[Requirement]:
In the Tai Chi text, who modified Yang Style to elevate its health benefits?

Au Si Fu learned Tai Chi from a master who was in direct lineage from Cheng Man-ch'ing who modified Yang Style to elevate its health benefits. In the photo above, he's teaching his longtime student Mr. Fong who is 90. That's Mr. Fong's walker in the background.
Au also continues to gather Chi Kung info off the Internet (You Tube) and incorporate it in his teachings. His children gave him a digital still/video camera, and we actually engaged more in documentation than in class this time around.
I found it personally embarrassing. I arrived out of shape and forgetful of the movements. Si Fu was delighted to see me, and kept sending messages to me via bilingual Chinese friends.
In the good old days, I lived near Chinatown in Echo Park. So it was a quick hop every morning to do Tai Chi with my Chinese pals and then head off to the dim sum parlor for "Yum Cha" (literally "Drink Tea").

[Study material]:
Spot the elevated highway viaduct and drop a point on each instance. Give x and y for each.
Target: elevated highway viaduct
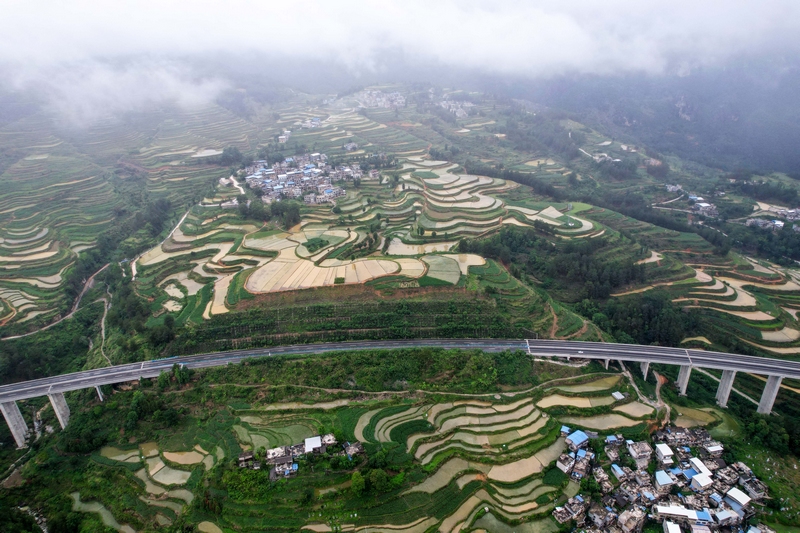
(54, 387)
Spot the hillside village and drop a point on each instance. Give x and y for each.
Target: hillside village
(308, 177)
(680, 481)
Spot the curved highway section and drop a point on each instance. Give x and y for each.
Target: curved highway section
(55, 387)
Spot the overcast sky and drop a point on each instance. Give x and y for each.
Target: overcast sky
(61, 48)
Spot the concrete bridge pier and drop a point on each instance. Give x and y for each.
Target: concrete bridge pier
(725, 386)
(770, 393)
(15, 423)
(60, 406)
(683, 379)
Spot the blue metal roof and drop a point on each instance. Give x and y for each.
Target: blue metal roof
(577, 438)
(689, 473)
(662, 478)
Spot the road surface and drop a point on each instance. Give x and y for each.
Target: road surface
(542, 348)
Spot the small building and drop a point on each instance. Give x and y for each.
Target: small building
(641, 453)
(701, 482)
(714, 449)
(313, 445)
(739, 497)
(632, 520)
(566, 462)
(664, 454)
(618, 472)
(353, 449)
(577, 440)
(663, 481)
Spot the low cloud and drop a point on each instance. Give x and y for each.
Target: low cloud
(85, 91)
(73, 49)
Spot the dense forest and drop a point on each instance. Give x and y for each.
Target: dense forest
(574, 262)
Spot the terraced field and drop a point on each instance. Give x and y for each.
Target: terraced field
(756, 304)
(211, 261)
(469, 454)
(63, 188)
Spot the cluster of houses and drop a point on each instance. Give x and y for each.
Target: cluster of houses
(699, 204)
(381, 99)
(458, 108)
(311, 123)
(306, 176)
(691, 490)
(702, 207)
(763, 223)
(281, 460)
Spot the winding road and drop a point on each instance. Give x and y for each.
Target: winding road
(538, 348)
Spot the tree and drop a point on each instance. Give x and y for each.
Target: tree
(230, 155)
(379, 480)
(357, 483)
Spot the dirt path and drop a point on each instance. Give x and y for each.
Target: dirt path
(554, 327)
(578, 333)
(642, 398)
(106, 307)
(734, 389)
(86, 287)
(661, 381)
(669, 201)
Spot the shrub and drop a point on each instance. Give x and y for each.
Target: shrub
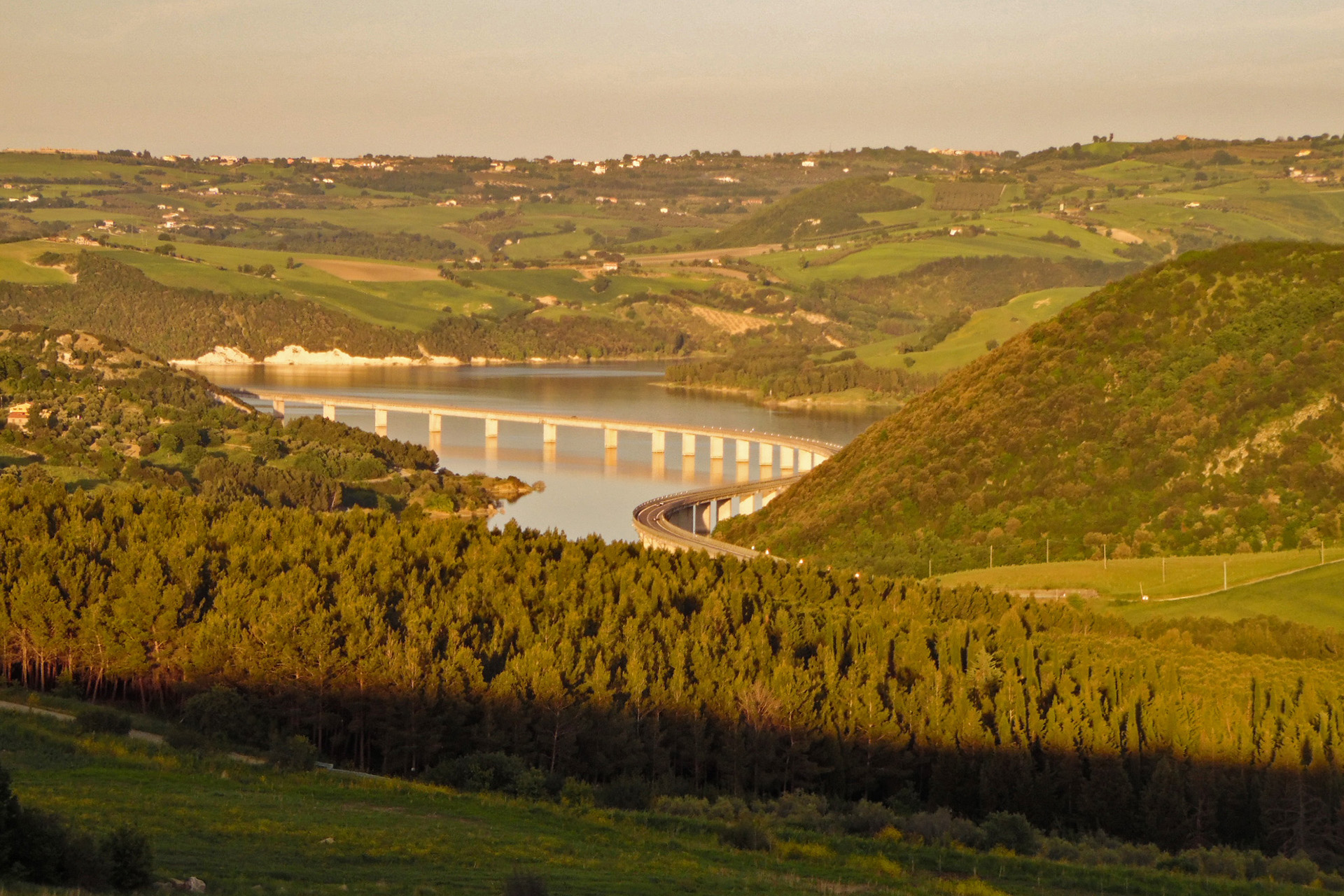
(480, 771)
(524, 884)
(806, 852)
(1009, 830)
(220, 713)
(746, 834)
(130, 859)
(577, 793)
(625, 793)
(187, 741)
(530, 783)
(1298, 869)
(869, 818)
(799, 808)
(685, 806)
(293, 754)
(102, 720)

[Written answer]:
Cheng Man-ch'ing